**TASK OBJECTIVE:** Reproduce the chemical bonding text word for word between "In order to understand" and "describe electron availability.", inclusive.

**PASSAGE GIVEN:**
<<<<

CHEMICAL BONDING

So far, we’ve studied atoms and compounds and how they react with each other. Now let’s take a look at how these atoms and molecules hold together. Bonds hold atoms and molecules of substances together. There are several different kinds of bonds; the type of bond seen in elements and compounds depends on the chemical properties as well as the attractive forces governing the atoms and molecules. The three types of chemical bonds are Ionic bonds, Covalent bonds, and Polar covalent bonds. Chemists also recognize hydrogen bonds as a fourth form of chemical bond, though their properties align closely with the other types of bonds.

In order to understand bonds, you must first be familiar with electron properties, including valence shell electrons. The valence shell of an atom is the outermost layer (shell) of an electron. Though today scientists generally agree that electrons do not rotate around the nucleus, it was thought throughout history that each electron orbited the nucleus of an atom in a separate layer (shell). Today, scientists have concluded that electrons hover in specific areas of the atom and do not form orbits; however, the valence shell is still used to describe electron availability.

One can determine how many electrons an atom will have by looking at its periodic properties. In order to determine an element’s periodic properties, you will need to locate a periodic table. After you’ve found your periodic table, look at the roman numerals above each column of the table. You should see that above Hydrogen, there’s a IA, above Beryllium there’s a IIA, above Boron there’s a IIIA, and so on all the way to Fluorine, which is VIIA. Also, note that the metals are all in group B—their roman numerals have the letter B afterwards instead of the letter A. For now, we are going to ignore the columns with a B, and focus on the columns with an A (the non-metals, generally speaking). Once you have located the group-A elements, we are going to count across, giving each column a number, like this:

The first A-column is I (1), then counting across, 2-8 (skipping the B group, which consists of metals). In the periodic table we labeled the 8th column as 0, however when counting electrons, we’ll count it as 8. Now, we can determine how many valence electrons each element has in its outermost shell. The elements in the IA column have 1 valence electron. The elements in the IIA column have 2 bonding electrons, and so on. By the time we get to the noble gases (the column labeled 0), we are up to 8 bonding electrons. This means that these gases can stand on their own, or donate electrons to another element, but they cannot accept any more electrons. This is because the electrons they have satisfy the octet rule.

The Octet and Duet Rules

When it comes to bonding, everything is based on how many electrons an element has or shares with its compound partner or partners. The octet rule is followed by most elements, and it says that to be stable, an atom needs to have eight electrons in its outermost shell. Elements that do not follow the octet rule are H, He, B, Li and Be (sometimes). Lithium gives up an electron whereas the other elements listed here gain one. These elements instead follow the duet rule which says that the atoms only need two valence electrons to be stable. When bonding, stability is always considered and preferred. Therefore, atoms bond in order to become more stable than they already are.

>>>>

**RECORDS SHOWN:**

<<<<

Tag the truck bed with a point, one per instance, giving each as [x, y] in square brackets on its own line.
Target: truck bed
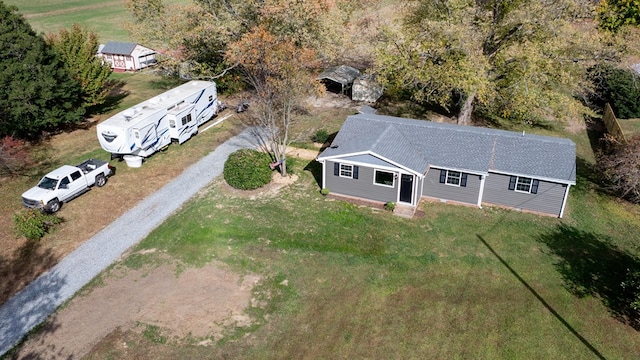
[90, 165]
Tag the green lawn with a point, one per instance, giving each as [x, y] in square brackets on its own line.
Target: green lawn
[457, 283]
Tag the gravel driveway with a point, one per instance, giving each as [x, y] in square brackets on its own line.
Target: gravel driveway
[42, 297]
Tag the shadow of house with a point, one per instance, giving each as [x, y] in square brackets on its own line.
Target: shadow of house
[592, 266]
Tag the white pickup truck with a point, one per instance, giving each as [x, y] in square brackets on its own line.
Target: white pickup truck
[66, 183]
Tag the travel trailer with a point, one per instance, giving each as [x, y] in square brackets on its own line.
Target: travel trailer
[153, 124]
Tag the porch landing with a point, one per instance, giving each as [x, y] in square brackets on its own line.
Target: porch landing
[405, 211]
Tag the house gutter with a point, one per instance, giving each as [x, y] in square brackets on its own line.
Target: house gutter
[481, 192]
[564, 201]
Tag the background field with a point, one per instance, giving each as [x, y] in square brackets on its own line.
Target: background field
[343, 281]
[104, 17]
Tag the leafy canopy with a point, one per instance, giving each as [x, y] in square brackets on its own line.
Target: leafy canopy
[77, 48]
[520, 60]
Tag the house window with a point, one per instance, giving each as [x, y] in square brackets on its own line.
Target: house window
[383, 178]
[523, 184]
[454, 178]
[345, 170]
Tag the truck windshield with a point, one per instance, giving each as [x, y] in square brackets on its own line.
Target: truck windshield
[47, 183]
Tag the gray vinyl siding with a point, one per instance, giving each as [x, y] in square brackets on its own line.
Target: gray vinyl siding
[362, 187]
[433, 188]
[548, 200]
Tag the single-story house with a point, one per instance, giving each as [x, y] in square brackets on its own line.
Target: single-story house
[388, 159]
[123, 56]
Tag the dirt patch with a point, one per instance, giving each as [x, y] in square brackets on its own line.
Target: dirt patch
[197, 303]
[271, 189]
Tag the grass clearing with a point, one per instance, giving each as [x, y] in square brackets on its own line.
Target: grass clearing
[355, 282]
[104, 17]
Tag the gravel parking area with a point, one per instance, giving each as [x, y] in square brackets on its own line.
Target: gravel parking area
[41, 298]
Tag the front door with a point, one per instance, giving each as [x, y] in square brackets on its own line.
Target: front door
[406, 188]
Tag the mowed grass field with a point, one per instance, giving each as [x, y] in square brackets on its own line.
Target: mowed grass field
[104, 17]
[349, 282]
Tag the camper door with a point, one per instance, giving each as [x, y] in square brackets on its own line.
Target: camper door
[182, 123]
[145, 136]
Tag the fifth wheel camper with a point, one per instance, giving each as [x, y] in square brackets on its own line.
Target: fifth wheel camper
[153, 124]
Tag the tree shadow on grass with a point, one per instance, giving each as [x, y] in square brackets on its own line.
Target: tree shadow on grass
[315, 168]
[27, 298]
[591, 265]
[26, 264]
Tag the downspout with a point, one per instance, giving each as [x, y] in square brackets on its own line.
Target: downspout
[481, 193]
[564, 201]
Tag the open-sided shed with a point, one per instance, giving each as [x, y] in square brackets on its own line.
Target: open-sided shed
[339, 78]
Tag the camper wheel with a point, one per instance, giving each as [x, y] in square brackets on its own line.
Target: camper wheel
[100, 180]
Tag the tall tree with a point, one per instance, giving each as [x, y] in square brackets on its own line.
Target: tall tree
[36, 92]
[614, 14]
[78, 47]
[521, 60]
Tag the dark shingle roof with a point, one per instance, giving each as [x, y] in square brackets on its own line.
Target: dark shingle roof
[118, 48]
[418, 144]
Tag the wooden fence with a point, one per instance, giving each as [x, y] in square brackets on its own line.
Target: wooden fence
[612, 124]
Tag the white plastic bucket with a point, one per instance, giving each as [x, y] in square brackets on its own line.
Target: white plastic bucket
[133, 161]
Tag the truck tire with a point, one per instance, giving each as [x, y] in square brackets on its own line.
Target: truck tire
[101, 180]
[53, 206]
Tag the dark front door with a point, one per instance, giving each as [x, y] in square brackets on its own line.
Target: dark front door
[406, 188]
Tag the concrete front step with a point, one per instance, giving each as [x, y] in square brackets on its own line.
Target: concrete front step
[404, 211]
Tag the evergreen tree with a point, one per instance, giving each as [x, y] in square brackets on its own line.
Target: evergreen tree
[37, 93]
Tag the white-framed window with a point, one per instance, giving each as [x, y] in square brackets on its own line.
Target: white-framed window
[186, 119]
[383, 178]
[346, 170]
[523, 184]
[453, 178]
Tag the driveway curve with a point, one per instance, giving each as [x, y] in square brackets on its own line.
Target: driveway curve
[41, 298]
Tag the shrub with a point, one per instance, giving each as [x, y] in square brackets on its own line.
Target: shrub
[14, 157]
[247, 169]
[321, 136]
[33, 224]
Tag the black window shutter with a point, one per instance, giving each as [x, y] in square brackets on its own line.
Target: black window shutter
[512, 182]
[534, 186]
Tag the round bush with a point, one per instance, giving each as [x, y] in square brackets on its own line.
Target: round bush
[247, 169]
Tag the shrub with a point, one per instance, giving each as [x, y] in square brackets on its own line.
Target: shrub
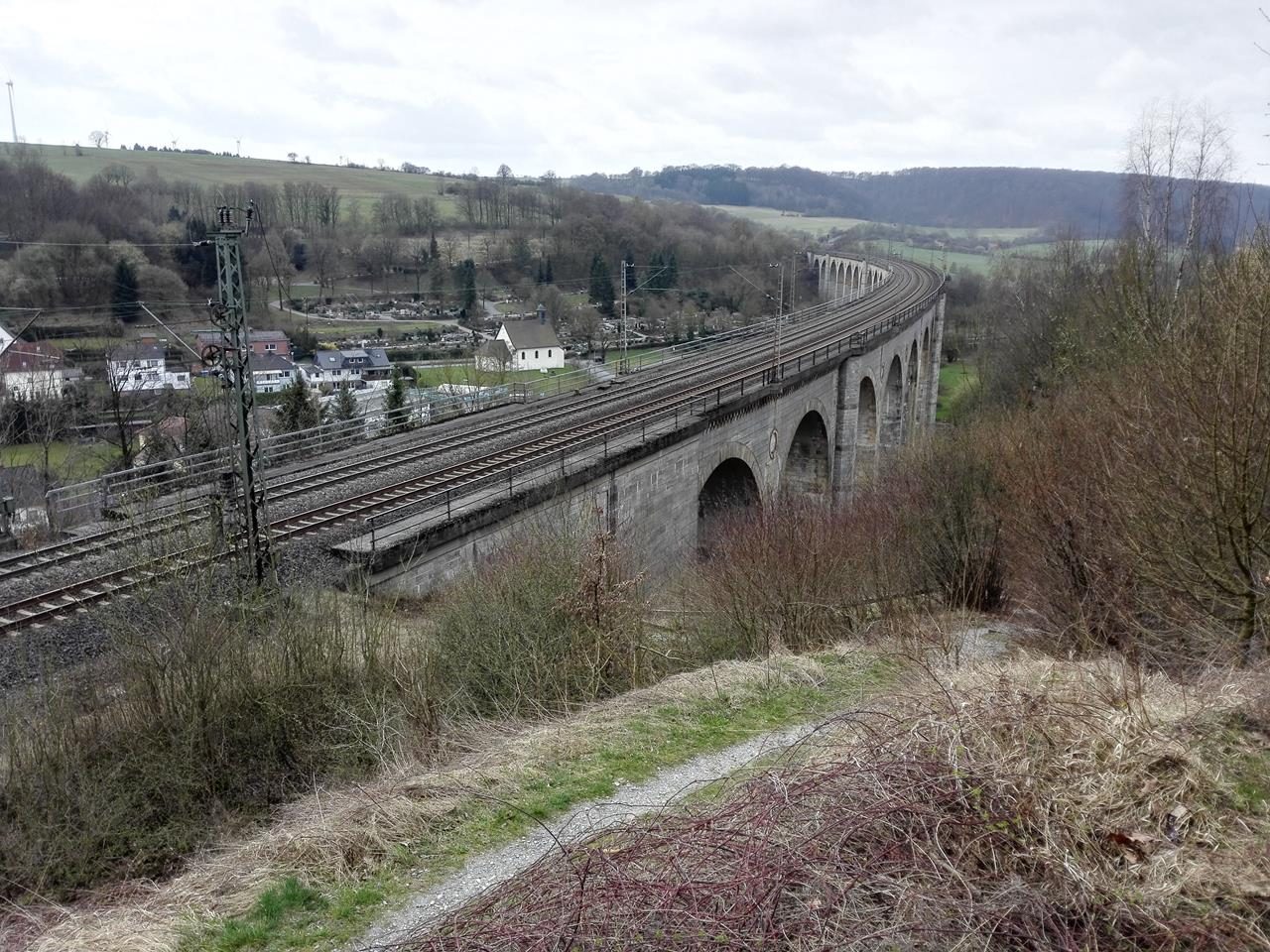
[217, 712]
[797, 575]
[550, 622]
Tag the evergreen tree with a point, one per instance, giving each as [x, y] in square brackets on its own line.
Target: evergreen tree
[657, 273]
[125, 293]
[467, 282]
[345, 408]
[394, 402]
[439, 286]
[602, 294]
[299, 409]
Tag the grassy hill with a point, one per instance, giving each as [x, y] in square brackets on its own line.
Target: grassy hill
[356, 184]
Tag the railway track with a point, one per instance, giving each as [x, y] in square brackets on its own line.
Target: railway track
[803, 324]
[910, 286]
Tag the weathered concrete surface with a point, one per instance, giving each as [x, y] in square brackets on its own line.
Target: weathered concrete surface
[648, 488]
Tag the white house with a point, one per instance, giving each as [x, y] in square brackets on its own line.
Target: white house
[534, 344]
[352, 367]
[272, 373]
[31, 370]
[143, 367]
[494, 356]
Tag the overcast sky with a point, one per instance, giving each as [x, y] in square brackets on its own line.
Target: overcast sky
[595, 86]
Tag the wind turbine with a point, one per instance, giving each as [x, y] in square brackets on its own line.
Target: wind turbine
[12, 117]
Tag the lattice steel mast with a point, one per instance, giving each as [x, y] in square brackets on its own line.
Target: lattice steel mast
[229, 313]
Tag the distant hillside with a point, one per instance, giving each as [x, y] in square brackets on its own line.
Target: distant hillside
[208, 169]
[1089, 202]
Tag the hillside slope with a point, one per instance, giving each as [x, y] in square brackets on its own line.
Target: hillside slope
[1089, 202]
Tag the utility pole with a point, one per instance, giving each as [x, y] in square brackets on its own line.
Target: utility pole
[229, 313]
[622, 366]
[780, 304]
[13, 117]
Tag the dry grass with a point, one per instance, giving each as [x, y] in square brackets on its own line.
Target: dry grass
[1029, 805]
[348, 832]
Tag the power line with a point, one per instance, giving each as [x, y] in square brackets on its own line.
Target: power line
[98, 244]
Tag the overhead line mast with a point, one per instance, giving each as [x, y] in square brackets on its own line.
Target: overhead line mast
[229, 313]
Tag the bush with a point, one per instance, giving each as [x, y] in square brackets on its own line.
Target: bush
[797, 575]
[218, 712]
[951, 518]
[550, 622]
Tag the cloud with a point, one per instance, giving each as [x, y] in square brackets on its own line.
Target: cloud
[583, 86]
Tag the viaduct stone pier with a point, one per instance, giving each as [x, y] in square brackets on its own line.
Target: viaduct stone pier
[820, 428]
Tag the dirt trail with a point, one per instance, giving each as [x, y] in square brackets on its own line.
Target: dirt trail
[492, 869]
[629, 802]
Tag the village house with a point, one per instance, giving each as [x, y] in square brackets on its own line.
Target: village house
[31, 370]
[143, 366]
[534, 343]
[494, 357]
[272, 373]
[263, 343]
[356, 367]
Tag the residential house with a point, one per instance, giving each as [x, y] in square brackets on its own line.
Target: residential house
[143, 366]
[263, 343]
[534, 343]
[31, 370]
[272, 373]
[354, 367]
[494, 356]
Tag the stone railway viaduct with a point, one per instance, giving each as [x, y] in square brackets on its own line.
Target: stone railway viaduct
[817, 433]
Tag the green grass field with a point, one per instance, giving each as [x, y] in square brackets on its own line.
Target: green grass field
[71, 462]
[1039, 249]
[786, 221]
[956, 380]
[956, 261]
[356, 184]
[822, 226]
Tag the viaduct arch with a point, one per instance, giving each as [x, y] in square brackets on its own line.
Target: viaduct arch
[818, 433]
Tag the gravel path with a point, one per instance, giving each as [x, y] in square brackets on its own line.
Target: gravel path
[631, 801]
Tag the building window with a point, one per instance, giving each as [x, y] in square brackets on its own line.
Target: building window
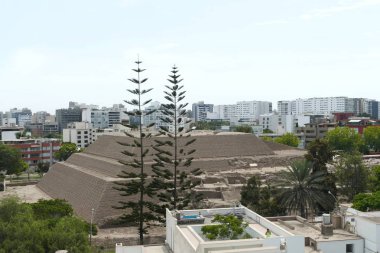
[349, 248]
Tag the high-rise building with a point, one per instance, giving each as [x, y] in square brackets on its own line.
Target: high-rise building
[321, 106]
[284, 107]
[373, 109]
[65, 116]
[21, 115]
[105, 117]
[200, 110]
[39, 117]
[252, 109]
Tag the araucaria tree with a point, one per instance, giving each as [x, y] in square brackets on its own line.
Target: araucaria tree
[174, 152]
[143, 211]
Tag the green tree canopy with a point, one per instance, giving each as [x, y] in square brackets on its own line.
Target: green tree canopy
[229, 227]
[371, 137]
[174, 157]
[344, 139]
[42, 168]
[288, 139]
[303, 189]
[66, 150]
[267, 131]
[139, 210]
[10, 160]
[244, 129]
[374, 178]
[352, 175]
[22, 232]
[261, 199]
[367, 201]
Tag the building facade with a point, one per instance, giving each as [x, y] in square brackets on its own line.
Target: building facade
[81, 134]
[200, 110]
[34, 151]
[66, 116]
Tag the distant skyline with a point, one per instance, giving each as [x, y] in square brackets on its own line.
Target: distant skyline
[53, 52]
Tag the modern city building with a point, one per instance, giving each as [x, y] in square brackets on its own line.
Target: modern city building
[34, 151]
[328, 106]
[81, 134]
[200, 110]
[105, 117]
[157, 115]
[66, 116]
[252, 109]
[336, 233]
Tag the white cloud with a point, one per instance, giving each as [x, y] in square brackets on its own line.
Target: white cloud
[342, 6]
[272, 22]
[26, 61]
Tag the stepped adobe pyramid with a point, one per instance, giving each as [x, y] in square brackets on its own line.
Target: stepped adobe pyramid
[86, 179]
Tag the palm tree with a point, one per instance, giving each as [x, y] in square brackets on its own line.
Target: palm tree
[302, 189]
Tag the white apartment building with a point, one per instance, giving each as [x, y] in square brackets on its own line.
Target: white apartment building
[224, 112]
[321, 105]
[281, 124]
[80, 133]
[241, 112]
[156, 118]
[288, 234]
[200, 110]
[328, 105]
[105, 117]
[252, 109]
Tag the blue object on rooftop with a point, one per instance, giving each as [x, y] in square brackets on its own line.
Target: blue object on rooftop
[190, 217]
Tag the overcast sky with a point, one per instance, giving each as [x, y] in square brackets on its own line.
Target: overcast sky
[53, 52]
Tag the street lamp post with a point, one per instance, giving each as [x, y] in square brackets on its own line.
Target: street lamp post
[336, 201]
[92, 217]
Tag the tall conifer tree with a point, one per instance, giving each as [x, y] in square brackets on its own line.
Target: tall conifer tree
[174, 152]
[143, 211]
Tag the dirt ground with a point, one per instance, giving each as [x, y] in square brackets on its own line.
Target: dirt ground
[28, 193]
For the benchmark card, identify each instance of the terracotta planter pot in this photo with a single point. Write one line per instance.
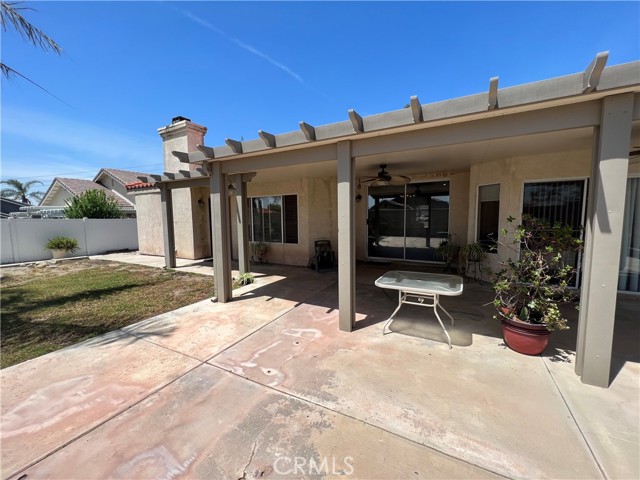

>>>>

**PROBLEM SOLUTION:**
In order to understand bonds, you must first be familiar with electron properties, including valence shell electrons. The valence shell of an atom is the outermost layer (shell) of an electron. Though today scientists generally agree that electrons do not rotate around the nucleus, it was thought throughout history that each electron orbited the nucleus of an atom in a separate layer (shell). Today, scientists have concluded that electrons hover in specific areas of the atom and do not form orbits; however, the valence shell is still used to describe electron availability.